**Task A**.
Using the passage on Hebei North University, mark each statement yes or no and quote the words that settle it: (i) The university came from a merger of three institutions. (ii) The Ministry of Education runs the university. (iii) Zhangjiakou Teachers College was founded in 1954.
**Task B**.
Carry the passage on Hebei North University further, starting after its last sentence.

**Passage provided**.
Hebei North University (abbreviated as HBNU or HebeiNU; 河北北方学院, Héběi Běifāng Xuéyuàn) is a public, multi-disciplinary university located in Zhangjiakou, Hebei Province, China. It is administered by the provincial government of Hebei.

The university was established in May 2003 following approval by the Ministry of Education. It was formed through the merger of three institutions:
- Zhangjiakou Medical College (1946)
- Zhangjiakou Teachers College (1956)
- Zhangjiakou Advanced Post-secondary Agriculture School (1954)

Hebei North University is the only comprehensive university in the northern part of Hebei Province.

Stored records

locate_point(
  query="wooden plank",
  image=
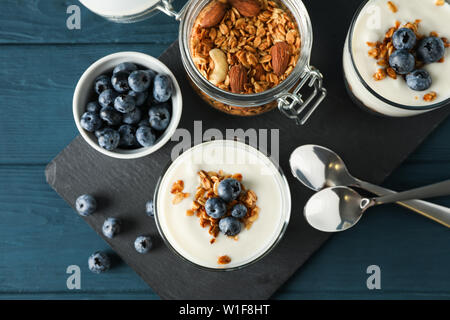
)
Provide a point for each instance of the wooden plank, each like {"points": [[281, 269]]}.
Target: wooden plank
{"points": [[38, 263], [43, 22]]}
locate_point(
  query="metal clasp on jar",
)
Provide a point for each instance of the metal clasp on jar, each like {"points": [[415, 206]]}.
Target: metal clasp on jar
{"points": [[293, 106]]}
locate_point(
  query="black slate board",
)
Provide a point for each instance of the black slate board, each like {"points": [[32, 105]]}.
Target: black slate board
{"points": [[371, 146]]}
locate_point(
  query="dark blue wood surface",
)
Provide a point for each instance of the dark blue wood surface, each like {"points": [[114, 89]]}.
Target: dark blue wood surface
{"points": [[40, 63]]}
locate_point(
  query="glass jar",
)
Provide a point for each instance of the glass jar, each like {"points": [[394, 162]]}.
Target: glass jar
{"points": [[360, 91], [286, 96]]}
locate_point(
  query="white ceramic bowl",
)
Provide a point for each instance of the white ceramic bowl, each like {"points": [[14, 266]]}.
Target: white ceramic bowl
{"points": [[84, 93]]}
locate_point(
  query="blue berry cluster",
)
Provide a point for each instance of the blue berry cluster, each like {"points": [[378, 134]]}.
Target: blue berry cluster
{"points": [[132, 108], [408, 51], [228, 190]]}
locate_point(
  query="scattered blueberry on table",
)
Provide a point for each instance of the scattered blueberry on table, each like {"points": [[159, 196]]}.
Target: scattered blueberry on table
{"points": [[111, 227], [99, 262], [86, 205], [132, 108], [143, 244]]}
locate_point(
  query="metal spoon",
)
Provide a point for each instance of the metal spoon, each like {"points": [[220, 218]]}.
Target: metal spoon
{"points": [[340, 208], [318, 167]]}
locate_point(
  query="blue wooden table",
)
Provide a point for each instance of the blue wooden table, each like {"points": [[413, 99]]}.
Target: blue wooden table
{"points": [[40, 235]]}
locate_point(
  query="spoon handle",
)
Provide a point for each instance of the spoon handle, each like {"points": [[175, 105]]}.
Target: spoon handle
{"points": [[434, 190], [435, 212]]}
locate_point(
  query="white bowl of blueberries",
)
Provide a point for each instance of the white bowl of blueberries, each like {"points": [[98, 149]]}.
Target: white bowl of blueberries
{"points": [[127, 105]]}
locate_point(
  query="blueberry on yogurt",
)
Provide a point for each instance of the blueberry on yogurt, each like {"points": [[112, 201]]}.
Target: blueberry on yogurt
{"points": [[162, 88], [230, 226], [90, 121], [239, 211], [109, 139], [430, 49], [404, 38], [143, 244], [86, 205], [402, 61], [229, 189], [419, 80], [99, 262], [215, 208], [111, 227], [159, 117]]}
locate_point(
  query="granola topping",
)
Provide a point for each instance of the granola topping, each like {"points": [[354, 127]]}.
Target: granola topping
{"points": [[244, 41]]}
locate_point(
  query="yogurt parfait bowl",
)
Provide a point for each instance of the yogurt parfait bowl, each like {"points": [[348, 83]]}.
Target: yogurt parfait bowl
{"points": [[203, 224], [396, 56]]}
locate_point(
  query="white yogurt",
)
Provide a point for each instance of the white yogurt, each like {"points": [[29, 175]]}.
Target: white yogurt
{"points": [[185, 234], [370, 26], [118, 8]]}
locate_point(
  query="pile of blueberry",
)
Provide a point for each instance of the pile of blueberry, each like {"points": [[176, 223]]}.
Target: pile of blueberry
{"points": [[403, 61], [216, 208], [132, 110]]}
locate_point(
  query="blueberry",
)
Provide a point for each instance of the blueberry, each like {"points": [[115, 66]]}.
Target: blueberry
{"points": [[402, 61], [124, 103], [230, 226], [90, 121], [239, 211], [140, 97], [85, 205], [127, 136], [159, 117], [145, 136], [111, 227], [110, 116], [109, 139], [99, 262], [430, 49], [162, 88], [125, 66], [149, 208], [119, 82], [132, 117], [139, 80], [404, 38], [107, 97], [102, 83], [215, 208], [229, 189], [145, 122], [143, 244], [419, 80], [93, 107]]}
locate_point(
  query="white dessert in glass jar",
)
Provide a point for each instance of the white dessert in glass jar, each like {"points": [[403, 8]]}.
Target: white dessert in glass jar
{"points": [[393, 97], [183, 233]]}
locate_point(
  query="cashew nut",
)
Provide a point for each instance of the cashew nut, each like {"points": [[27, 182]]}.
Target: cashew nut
{"points": [[219, 73]]}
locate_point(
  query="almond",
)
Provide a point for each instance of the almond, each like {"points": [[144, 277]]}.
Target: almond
{"points": [[280, 57], [248, 8], [212, 14], [238, 77]]}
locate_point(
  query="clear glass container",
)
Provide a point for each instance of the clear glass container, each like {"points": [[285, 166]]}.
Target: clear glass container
{"points": [[163, 186], [362, 93], [286, 96]]}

**Written response A**.
(i) Yes: "It was formed through the merger of three institutions"
(ii) No: "It is administered by the provincial government of Hebei."
(iii) No: "Zhangjiakou Teachers College (1956)"

**Written response B**.
== Academic Departments ==
The university comprises the following teaching departments:

- Basic Medical College
- College of Medical Laboratory
- Traditional Chinese Medicine
- Department of Pharmacy
- Department of Literature
- College of Science
- School of Economics and Management
- School of Foreign Languages
- College of Fine Arts
- School of Information Science and Engineering
- College of Law and Politics
- College of Animal Science and Technology
- College of Agriculture and Forestry Science and Technology
- College of Continuing Studies
- First Clinical Medical College
- Second Clinical Medical College
- Third Clinical Medical College
- Public Physical Education Department
- Department of Marxist Theory Education
- Academy for Performing Arts
- International Education College

In addition, the university includes three other teaching departments, two scientific research centers, eight affiliated teaching institutions, and an International Center.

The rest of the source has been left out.